### Consignes de travail
A – Dressez la liste de tous les matériaux cités dans l'extrait sur l'entreprise Bosabo.
B – Relevez dans les entrées toutes les lignes qui contiennent la chaîne "shoreline", en tenant compte de la casse.

### Extrait
# # # # # # #

En matière de traçabilité, Bosabo peut se targuer d’une certaine exemplarité. À commencer par celle de ses origines. Il y a plus de 130 ans, Émile Audouin sillonnait les routes des Mauges, au sud-ouest du département du Maine-et-Loire, pour équiper les familles alentours de sabots de bois. « Il partait avec ses outils et s’installait dans les fermes pendant plusieurs jours pour fabriquer des sabots pour tous les occupants », raconte son arrière-arrière-petit-fils Alexis, à la tête de l’entreprise depuis le début de cette année avec sa sœur Justine. Son fils Joseph reprend la suite dans les années 1920 mais se fixe dans le village de Saint-Rémy-en-Mauges avant que son rejeton, baptisé également Joseph, ne la relocalise à quelques kilomètres, dans le village voisin de Montigné-sur-Moine suite au rachat d’un atelier concurrent. Mais, avec le développement du caoutchouc après-guerre, l’usage des sabots de bois se perd dans les campagnes. Aussi, ce dernier met-il au point un modèle à tige en cuir, plus souple et confortable, préfigurant les sabots d’aujourd’hui. Et c’est son fils, Joëlet son épouse Françoise qui, profitant de la vague baba cool des années 70, font prendre le tournant de la mode à l’entreprise familiale séculaire. « Nos parents ont également donné une dimension internationale à la marque en la présentant dans des salons internationaux. Dès les années 1990, Bosabo exportait au Japon, note Justine Audouin, en charge de la comptabilité et du secteur commercial et marketing de l’entreprise. Ils ont aussi créé la marque Safty-Sabotpour chausser les professionnels des hôpitaux et des collectivités avec des sabots à semelle en polyuréthane et tige en cuir. Mais, face à la forte concurrence asiatique sur ces marchés, cette branche de l’entreprise est en perte de vitesse et ne représente plus que 5 à 10% de l’activité. »

# # # # # # #

### Entrées fournies

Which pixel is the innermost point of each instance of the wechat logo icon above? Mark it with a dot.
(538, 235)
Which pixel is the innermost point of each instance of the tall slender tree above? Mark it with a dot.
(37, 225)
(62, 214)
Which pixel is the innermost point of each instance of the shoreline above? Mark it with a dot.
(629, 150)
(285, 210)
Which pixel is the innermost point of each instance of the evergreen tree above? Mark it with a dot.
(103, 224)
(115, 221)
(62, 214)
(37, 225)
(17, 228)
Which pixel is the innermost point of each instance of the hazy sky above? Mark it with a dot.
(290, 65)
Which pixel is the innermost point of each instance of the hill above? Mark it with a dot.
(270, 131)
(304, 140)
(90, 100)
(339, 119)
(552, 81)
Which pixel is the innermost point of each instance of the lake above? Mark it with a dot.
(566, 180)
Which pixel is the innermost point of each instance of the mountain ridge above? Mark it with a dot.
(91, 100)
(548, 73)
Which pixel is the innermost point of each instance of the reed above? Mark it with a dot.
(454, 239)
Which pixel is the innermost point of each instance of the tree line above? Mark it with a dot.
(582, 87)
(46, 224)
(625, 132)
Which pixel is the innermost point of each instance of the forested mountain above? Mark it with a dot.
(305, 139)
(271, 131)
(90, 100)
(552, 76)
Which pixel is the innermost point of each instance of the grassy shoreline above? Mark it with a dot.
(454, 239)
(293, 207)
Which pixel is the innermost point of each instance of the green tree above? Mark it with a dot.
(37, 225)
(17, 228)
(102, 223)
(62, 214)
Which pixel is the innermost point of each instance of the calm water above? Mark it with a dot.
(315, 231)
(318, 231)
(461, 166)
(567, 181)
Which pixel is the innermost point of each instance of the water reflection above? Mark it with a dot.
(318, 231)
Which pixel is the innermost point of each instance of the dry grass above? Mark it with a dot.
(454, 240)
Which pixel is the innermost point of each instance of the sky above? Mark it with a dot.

# # # # # # #

### Résultats
A –
- bois
- caoutchouc
- cuir
- polyuréthane

B –
Which pixel is the innermost point of each instance of the shoreline above? Mark it with a dot.
Which pixel is the innermost point of each instance of the grassy shoreline above? Mark it with a dot.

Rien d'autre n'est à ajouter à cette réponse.